> **Exercise requirements**:
[1] Copy from the article on property and payments, beginning at the words "Question 2. My" and stopping after the words "before the sale?".
[2] Carry the article on property and payments further from where it stops.
== Text under study ==
Property: How buying, selling or renting can affect your payments

Your home is your castle, but what happens when you want to sell it or gift it to your children?

Your home is your castle, but what happens when you want to sell it or gift it to your children? Photo: Getty

Question 1. Eight years ago I bought a holiday house for my children to inherit. If I decide to pass it to them now, how do I do that and what are the tax implications?

Firstly, you should have a conveyancer or solicitor oversee the property transfer and have them draw up the relevant paperwork and transfer details.

You can gift the property or sell it for a reduced price if you wish, to at least help you with some of the costs.

There will be legal fees and you should obtain a valuation on the property. That is because selling or gifting the property is a Capital Gains Tax (CGT) event, and you may be liable for CGT, because for tax the CGT will be determined by the valuation of the property (if gifting or selling below market price). Therefore, you may need some tax advice.

Your children, as the new owners, may be liable for stamp duty on the sale.

Finally, if you are in receipt of a government income support payment (such as the age pension), gifting an asset may affect your entitlements.

Question 2. My husband and I are divorcing – will I be able to borrow money from my super then pay it back once the house is sold as I need to look for a rental property now before the sale?
===
== Dataset content ==
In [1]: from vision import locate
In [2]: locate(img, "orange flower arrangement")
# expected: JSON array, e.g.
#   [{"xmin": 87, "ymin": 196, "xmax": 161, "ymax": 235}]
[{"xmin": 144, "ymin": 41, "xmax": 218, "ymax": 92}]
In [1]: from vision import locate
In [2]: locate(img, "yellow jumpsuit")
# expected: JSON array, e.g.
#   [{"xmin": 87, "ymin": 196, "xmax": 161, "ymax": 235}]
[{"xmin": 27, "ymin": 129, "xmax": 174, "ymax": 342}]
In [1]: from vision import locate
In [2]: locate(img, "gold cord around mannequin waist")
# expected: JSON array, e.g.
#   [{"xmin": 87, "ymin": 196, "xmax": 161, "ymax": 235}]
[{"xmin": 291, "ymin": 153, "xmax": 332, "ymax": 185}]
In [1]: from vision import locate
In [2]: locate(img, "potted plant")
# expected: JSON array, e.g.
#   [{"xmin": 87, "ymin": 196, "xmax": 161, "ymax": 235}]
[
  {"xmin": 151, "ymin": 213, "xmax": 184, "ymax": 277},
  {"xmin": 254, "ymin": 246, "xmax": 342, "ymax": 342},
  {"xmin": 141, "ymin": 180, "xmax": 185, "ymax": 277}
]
===
== Dataset content ==
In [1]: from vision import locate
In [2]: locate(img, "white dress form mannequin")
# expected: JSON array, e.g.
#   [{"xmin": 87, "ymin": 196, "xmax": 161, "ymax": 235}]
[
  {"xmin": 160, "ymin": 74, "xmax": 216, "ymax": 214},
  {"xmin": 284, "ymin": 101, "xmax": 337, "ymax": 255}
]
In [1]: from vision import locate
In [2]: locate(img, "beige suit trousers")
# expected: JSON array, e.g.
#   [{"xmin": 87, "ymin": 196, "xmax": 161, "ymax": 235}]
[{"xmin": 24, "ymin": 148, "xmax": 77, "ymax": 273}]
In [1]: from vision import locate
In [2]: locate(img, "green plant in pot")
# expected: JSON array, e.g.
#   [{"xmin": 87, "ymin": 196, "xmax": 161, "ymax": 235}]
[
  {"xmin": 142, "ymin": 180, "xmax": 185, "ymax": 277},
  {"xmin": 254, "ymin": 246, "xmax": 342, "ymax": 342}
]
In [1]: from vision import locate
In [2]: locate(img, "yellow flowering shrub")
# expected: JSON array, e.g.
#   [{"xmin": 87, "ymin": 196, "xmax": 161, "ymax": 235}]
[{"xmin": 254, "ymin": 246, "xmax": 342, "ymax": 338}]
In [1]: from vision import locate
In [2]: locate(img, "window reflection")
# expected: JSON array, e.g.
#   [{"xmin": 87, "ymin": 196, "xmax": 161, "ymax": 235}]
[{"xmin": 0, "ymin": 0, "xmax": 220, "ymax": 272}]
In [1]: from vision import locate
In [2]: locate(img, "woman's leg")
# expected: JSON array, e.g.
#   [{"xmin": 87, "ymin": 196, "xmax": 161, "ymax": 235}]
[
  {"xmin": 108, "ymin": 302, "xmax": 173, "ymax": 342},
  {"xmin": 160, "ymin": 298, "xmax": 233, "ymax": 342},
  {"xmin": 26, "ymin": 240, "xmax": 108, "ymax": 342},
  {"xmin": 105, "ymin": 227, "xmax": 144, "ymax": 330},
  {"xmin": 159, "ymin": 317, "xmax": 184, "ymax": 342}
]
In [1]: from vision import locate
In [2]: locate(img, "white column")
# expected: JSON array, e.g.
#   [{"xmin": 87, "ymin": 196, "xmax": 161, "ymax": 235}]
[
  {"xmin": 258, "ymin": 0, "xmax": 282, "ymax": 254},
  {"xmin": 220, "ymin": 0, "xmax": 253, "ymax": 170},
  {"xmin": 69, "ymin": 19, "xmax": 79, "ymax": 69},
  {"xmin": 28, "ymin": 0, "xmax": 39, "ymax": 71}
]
===
> **Responses in order**:
[1]
Question 2. My husband and I are divorcing – will I be able to borrow money from my super then pay it back once the house is sold as I need to look for a rental property now before the sale?

[2]
No, generally not.

Firstly, superannuation funds are included in the definition of ‘property’ and can be divided on marriage breakdown regardless of who has the most super, or you may come to another agreement, i.e. someone may retain more super, then the partner retains most of the other assets.

A marriage breakdown does not alter when you can access super, generally once you reach preservation age and retire.

There are only a very few exceptions to this; a couple to bear in mind are:

Severe financial hardship

Based on written evidence provided by a Commonwealth department or agency (i.e. Centrelink).

  • You have received Commonwealth income support payments for a continuous period of at least 26 weeks (such as Jobseeker)
  • You are in receipt of those payments at the time of application, and
  • You are unable to meet reasonable and immediate family living expenses.

Compassionate grounds

You could apply to the ATO for a determination that an amount of preserved or restricted non-preserved superannuation benefits may be released on the grounds that it is required for one of the following unpaid expenses:

  • medical treatment or medical transport, or
  • a payment on a loan to prevent foreclosure of a mortgage on your home, or
  • to modify your home or vehicle, or accommodate any special needs arising from severe disability, or
  • expenses associated with palliative care
  • palliative care, in the case of impending death, or
  • funeral or burial costs.

I suggest obtaining legal advice prior to any divorce settlement. Post-divorce you may wish to seek personalised financial advice.

Question 3. I am pensioner and I own my house; I bought a small house and rent it out for a small amount. Does this cause my pension to decrease equivalent to rental income?

I’m not sure from your question whether you have bought a second house (investment property) or whether you rent out a portion of your existing principal residence. So let me cover both scenarios:

  • Investment property – Net income is counted (net income is gross income less allowable expenses. Centrelink will determine this based on information from your tax return).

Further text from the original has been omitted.